● STATED EXERCISE 1
Decide whether each statement below agrees with the text about Sergi Kapanadze and the PACE resolution. Answer yes or no for each and quote the deciding words of the text. (a) Kapanadze states that Georgia used M-85 bombs against military targets. (b) According to Kapanadze, Georgia was already a party to the Oslo Convention when it used cluster munitions. (c) TV Imedi gave its broadcast the title "Kapanadze's Russian Narrative."
● STATED EXERCISE 2
Write the next part of the text about Sergi Kapanadze and the PACE resolution, picking up after its final sentence.

They asked my opinion about Russia’s plans in Ukraine and read aloud a statement ostensibly made by Mr Kosachev. In fact, the statement was an excerpt from the 2008 PACE resolution which says that Georgia bombed Tskhinvali and used cluster munitions.

I answered that nobody denies that Georgia had bombed Tskhinvali and used cluster munitions, although added that it was not how the war started. They apparently did not like that.”

Sergi Kapanadze made another publication after the previous one, offering his remarks on the discussion sparked by his initial statement: “I am watching a very ludicrous process. Kotsis [1] are so eager to have someone from the opposition saying that Georgia started the war that they will do anything to this end.

Georgia did not bomb a sleeping Tskhinvali, it bombed military targets in Tskhinvali. Thus, yes, Georgia bombed Tskhinvali but not the peaceful population. That is what your president says as well as Bidzina, the boss, and the Russians.

And the cluster munitions were used against military targets. In particular, Georgia used M-85 bombs against military targets. At that time, Georgia was not yet a party of the Oslo Convention which bans cluster munitions. We joined afterwards (P.S. As I found out, we did not join afterwards either).

Now, if someone makes a conclusion from all of this that Georgia started the war, let him make such a conclusion. However, that decision would not stem from what is written here. Nor would it stem from the PACE Resolution 1633. You read paragraph five alone whilst you should read the fourth and sixth paragraphs, too, and have a look at the entire resolution. Then, unless you really are an enemy of the country, you will understand how great that resolution is.” [2]

TV Imedi also aired a broadcast about the aforementioned Facebook publications and the ensuing discussions through the social network which it called “Kapanadze’s Russian Narrative.” TV Imedi’s reporter, Nata Makhviladze, distorted Mr Kapanadze’s quote in the broadcast. Ms Makhviladze says that she is quoting Mr Kapanadze’s words: “I responded that nobody denies that Georgia had bombed Tskhinvali with cluster munitions, although that was not how the war started.” Afterwards, the journalist said the following in regard to Resolution 1633: “[The PACE resolution] says directly that Georgia started the war and it is signed by the members of the previous government.”

● DATASET EXCERPTS
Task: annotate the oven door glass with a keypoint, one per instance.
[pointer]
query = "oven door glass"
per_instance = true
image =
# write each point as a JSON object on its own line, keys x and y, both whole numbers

==

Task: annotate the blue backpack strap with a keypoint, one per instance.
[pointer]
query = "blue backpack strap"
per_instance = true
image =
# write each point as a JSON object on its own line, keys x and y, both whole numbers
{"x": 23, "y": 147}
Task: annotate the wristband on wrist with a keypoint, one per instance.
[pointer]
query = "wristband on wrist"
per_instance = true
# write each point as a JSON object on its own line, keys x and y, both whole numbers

● OUTPUT 1
(a) Yes: "In particular, Georgia used M-85 bombs against military targets."
(b) No: "At that time, Georgia was not yet a party of the Oslo Convention which bans cluster munitions."
(c) Yes: "which it called “Kapanadze’s Russian Narrative.”"

● OUTPUT 2
TV Imedi’s broadcast contains two pieces of disinformation:

Claim 1: Sergi Kapanadze admitted that Tskhinvali was bombed with cluster munitions.

In fact, Sergi Kapanadze’s publication does not say that Georgia bombed Tskhinvali with cluster munitions. The publication speaks of two facts. In the first part, Mr Kapanadze says that Georgia had indeed bombed Tskhinvali and clarifies that military targets were bombed and not the peaceful population. Georgia indeed carried out a military operation in Tskhinvali’s direction, although the recent ruling of the European Court of Human Rights also states that Georgia did not infringe on the rights of the people and it was Russia which had perpetrated mass human rights violations in the Tskhinvali and Abkhazia regions.

The second part of Sergi Kapanadze’s statement is about cluster munitions. Georgia has also not denied the use of cluster munitions against military targets (not against the peaceful population) in the past and this fact has been included in the various reports of different entities. Of note is the conclusion of Human Rights Watch (HRW). The HRW blamed both sides for using cluster munitions. In spite of the evidence, Russia has not admitted its use of cluster munitions. The day after the HRW’s press release was published, Georgia confirmed the use of cluster munitions against military targets. The Georgian Ministry of Defence’s letter to the HRW says that Georgia used cluster munitions against the Russian military moving from the Roki tunnel to Dzara. The letter emphasises that cluster munitions “have never been used against civilians, civilian facilities, territories populated with the peaceful population or adjacent territories.” In his statement in regard to the same topic, the Deputy Minister of Defence said that a cluster bomb had not been used in Shindisi: “There are no signs or trace of damage inflicted by that type of weaponry in the proximate areas. Therefore, it is evident that it was brought there [to Shindisi] by the adversary.”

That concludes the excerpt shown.